*** Opening of Recorded data ***
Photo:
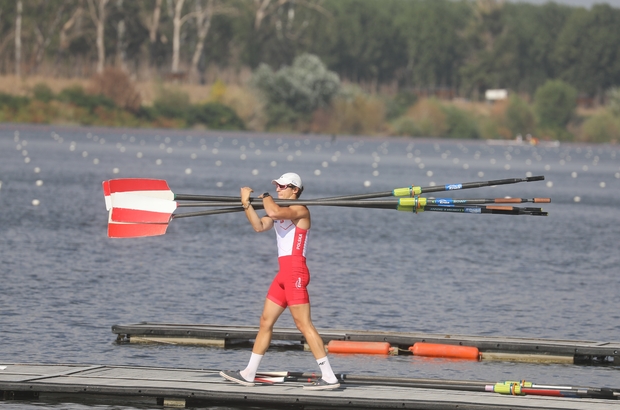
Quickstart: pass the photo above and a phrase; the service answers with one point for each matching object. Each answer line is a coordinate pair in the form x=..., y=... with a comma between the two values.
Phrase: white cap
x=290, y=178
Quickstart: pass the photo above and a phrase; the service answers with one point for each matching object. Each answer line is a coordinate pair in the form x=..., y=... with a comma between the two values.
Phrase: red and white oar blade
x=122, y=230
x=131, y=208
x=156, y=188
x=130, y=230
x=106, y=195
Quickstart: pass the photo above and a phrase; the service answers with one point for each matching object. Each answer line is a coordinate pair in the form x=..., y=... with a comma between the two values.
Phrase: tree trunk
x=121, y=53
x=177, y=22
x=98, y=17
x=18, y=39
x=153, y=27
x=203, y=22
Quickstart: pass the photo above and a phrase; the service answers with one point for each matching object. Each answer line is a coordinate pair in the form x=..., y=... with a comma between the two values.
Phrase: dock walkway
x=491, y=348
x=150, y=386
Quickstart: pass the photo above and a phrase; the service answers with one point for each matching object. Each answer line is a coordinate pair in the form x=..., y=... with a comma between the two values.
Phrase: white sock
x=327, y=373
x=249, y=373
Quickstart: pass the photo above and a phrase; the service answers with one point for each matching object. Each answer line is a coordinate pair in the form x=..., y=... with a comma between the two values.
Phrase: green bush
x=304, y=86
x=76, y=95
x=215, y=116
x=281, y=116
x=172, y=103
x=460, y=123
x=554, y=104
x=603, y=127
x=13, y=102
x=407, y=127
x=397, y=106
x=519, y=116
x=613, y=98
x=42, y=92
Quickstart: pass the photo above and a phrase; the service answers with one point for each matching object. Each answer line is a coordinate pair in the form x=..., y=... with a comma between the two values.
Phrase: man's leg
x=271, y=313
x=303, y=321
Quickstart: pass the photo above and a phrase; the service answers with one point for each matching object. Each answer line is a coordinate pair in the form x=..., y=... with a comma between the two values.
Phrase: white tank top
x=291, y=239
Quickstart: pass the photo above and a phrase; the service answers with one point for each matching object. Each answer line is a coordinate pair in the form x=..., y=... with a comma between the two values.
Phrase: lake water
x=65, y=283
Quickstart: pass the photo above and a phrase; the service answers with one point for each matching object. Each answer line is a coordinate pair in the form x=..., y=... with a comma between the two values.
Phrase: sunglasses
x=283, y=187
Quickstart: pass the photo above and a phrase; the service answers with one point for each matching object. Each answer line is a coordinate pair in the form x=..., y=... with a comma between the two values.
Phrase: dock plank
x=198, y=388
x=579, y=351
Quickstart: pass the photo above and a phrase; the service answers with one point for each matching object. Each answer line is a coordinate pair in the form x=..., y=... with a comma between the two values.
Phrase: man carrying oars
x=288, y=288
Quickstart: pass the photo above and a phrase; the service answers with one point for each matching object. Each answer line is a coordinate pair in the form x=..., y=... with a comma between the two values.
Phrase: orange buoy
x=440, y=350
x=343, y=346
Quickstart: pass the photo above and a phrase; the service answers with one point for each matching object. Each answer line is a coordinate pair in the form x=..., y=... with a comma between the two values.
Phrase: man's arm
x=259, y=224
x=299, y=214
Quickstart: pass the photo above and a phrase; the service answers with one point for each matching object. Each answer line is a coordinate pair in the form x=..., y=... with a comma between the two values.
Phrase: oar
x=416, y=190
x=132, y=208
x=124, y=229
x=159, y=188
x=400, y=201
x=514, y=388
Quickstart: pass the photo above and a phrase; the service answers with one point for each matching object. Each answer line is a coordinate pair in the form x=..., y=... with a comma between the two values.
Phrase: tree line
x=460, y=48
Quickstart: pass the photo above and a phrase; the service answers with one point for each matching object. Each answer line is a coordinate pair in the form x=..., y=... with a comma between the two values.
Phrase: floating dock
x=491, y=348
x=151, y=386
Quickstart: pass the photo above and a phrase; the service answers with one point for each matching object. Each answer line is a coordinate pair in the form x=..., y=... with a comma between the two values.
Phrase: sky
x=578, y=3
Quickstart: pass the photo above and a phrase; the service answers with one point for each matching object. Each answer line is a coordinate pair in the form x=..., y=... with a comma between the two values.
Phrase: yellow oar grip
x=513, y=388
x=412, y=202
x=409, y=209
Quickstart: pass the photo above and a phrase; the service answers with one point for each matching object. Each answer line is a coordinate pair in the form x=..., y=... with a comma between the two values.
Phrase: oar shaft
x=380, y=203
x=414, y=190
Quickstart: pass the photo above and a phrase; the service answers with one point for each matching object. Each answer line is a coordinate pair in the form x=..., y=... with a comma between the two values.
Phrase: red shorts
x=289, y=285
*** Close of Recorded data ***
◆ Task statement ◆
Transcribe the lines above exactly, setting aside any picture among them.

◆ Response to this exercise ◆
Photo:
Quickstart: pass the photo above and a phrase; the service answers with one point for each matching object. Each answer line is a coordinate pair in the form x=..., y=... with a comma between the two values.
Phrase: white cap
x=290, y=178
Quickstart: pass the photo above and a phrase; the service answers with one point for each matching object. Each answer line is a coordinate pair in the form x=..., y=... with a comma between the two values.
Phrase: red and white oar blade
x=122, y=230
x=131, y=208
x=156, y=188
x=130, y=230
x=106, y=195
Quickstart: pass the photo above and a phrase; the service answers with one point for each matching object. Each answer line is a coordinate pair in the form x=..., y=... with a comma between the two values.
Phrase: tree trunk
x=121, y=53
x=177, y=22
x=98, y=17
x=18, y=39
x=153, y=27
x=203, y=22
Quickstart: pass the photo above and a phrase; the service answers with one point for each matching object. Each answer line is a coordinate pair in the form x=..., y=... with a comma between the two values.
Phrase: dock walkway
x=491, y=348
x=150, y=386
Quickstart: pass the photo above and a phrase; the service answers with one point for each matching object. Each answer line is a coordinate pair in the form x=..., y=... with a comma between the two values.
Phrase: white sock
x=327, y=373
x=249, y=373
Quickstart: pass the photo above and a phrase; the service answers with one point for each matching object. Each answer line is a coordinate pair in the form x=..., y=... with a comma between the two values.
Phrase: green bush
x=304, y=86
x=76, y=95
x=215, y=116
x=281, y=116
x=172, y=103
x=460, y=123
x=554, y=104
x=603, y=127
x=13, y=102
x=407, y=127
x=397, y=106
x=519, y=116
x=613, y=98
x=42, y=92
Quickstart: pass the photo above and a phrase; the service answers with one point for each matching object. Each answer line is a coordinate pair in the form x=..., y=... with a comma between the two values.
Phrase: man's leg
x=271, y=313
x=303, y=321
Quickstart: pass the photo above and a phrase; the service answers with one point for each matching object. Each answer line is a coordinate pair in the form x=..., y=... with a comma between the two values.
Phrase: white tank top
x=291, y=239
Quickstart: pass the photo above and a phrase; the service answers with one point for each matching object. Each answer line is a coordinate pair in the form x=..., y=... with a comma between the two values.
Phrase: lake water
x=65, y=283
Quickstart: pass the photo above and a phrase; the service answers with one point for each matching object. Each answer line is a coordinate pair in the form x=..., y=... with a comma between the two values.
Phrase: sunglasses
x=283, y=187
Quickstart: pass the photo above and a phrase; the service answers with one point for each matching object. Each answer line is a coordinate pair in the form x=..., y=... with a comma between the two values.
Phrase: dock plank
x=198, y=388
x=579, y=351
Quickstart: pass the photo above and a phrase; the service answers with one point for each matching object. Each answer line is a coordinate pair in the form x=..., y=... with a comma between the two values.
Phrase: man carrying oars
x=288, y=288
Quickstart: pass the photo above and a phrase; the service answers with one point for each matching object. Each answer line is a coordinate pair in the form x=..., y=... with a comma between the two values.
Phrase: orange buoy
x=440, y=350
x=343, y=346
Quickstart: pass the photo above and a phrase; the service answers with one point for each matching object. Each answer line is a coordinate pair in the form x=..., y=... with a comma between the two values.
Phrase: man's arm
x=259, y=224
x=299, y=214
Quickstart: pass the photo above and a phrase; the service answers with one point for each matching object. Each answer line is a coordinate pair in the form x=..., y=... with a comma between the two values.
Phrase: oar
x=416, y=190
x=132, y=208
x=124, y=229
x=159, y=188
x=400, y=201
x=514, y=388
Quickstart: pass the photo above and a phrase; the service answers with one point for each matching object. Each answer line is a coordinate pair in the form x=..., y=... with a comma between the two values.
Phrase: tree line
x=460, y=48
Quickstart: pass the photo above and a phrase; the service answers with one point for each matching object. Each answer line is a coordinate pair in the form x=..., y=... with a comma between the two values.
Phrase: floating dock
x=491, y=348
x=151, y=386
Quickstart: pass the photo above and a phrase; the service answers with one point for each matching object. Each answer line is a coordinate pair in the form x=..., y=... with a comma between the two values.
Phrase: sky
x=578, y=3
Quickstart: pass the photo above and a phrase; the service answers with one point for each matching object. Each answer line is a coordinate pair in the form x=..., y=... with a comma between the two values.
Phrase: yellow oar grip
x=513, y=388
x=412, y=202
x=409, y=209
Quickstart: pass the photo above and a phrase; the service answers with one point for each matching object. Each answer line is a coordinate pair in the form x=..., y=... with a comma between the two values.
Phrase: oar shaft
x=380, y=203
x=414, y=190
Quickstart: pass the photo above and a phrase; the service answers with one point for each matching object. Each answer line is a coordinate pair in the form x=..., y=... with a comma between the two values.
Phrase: red shorts
x=289, y=285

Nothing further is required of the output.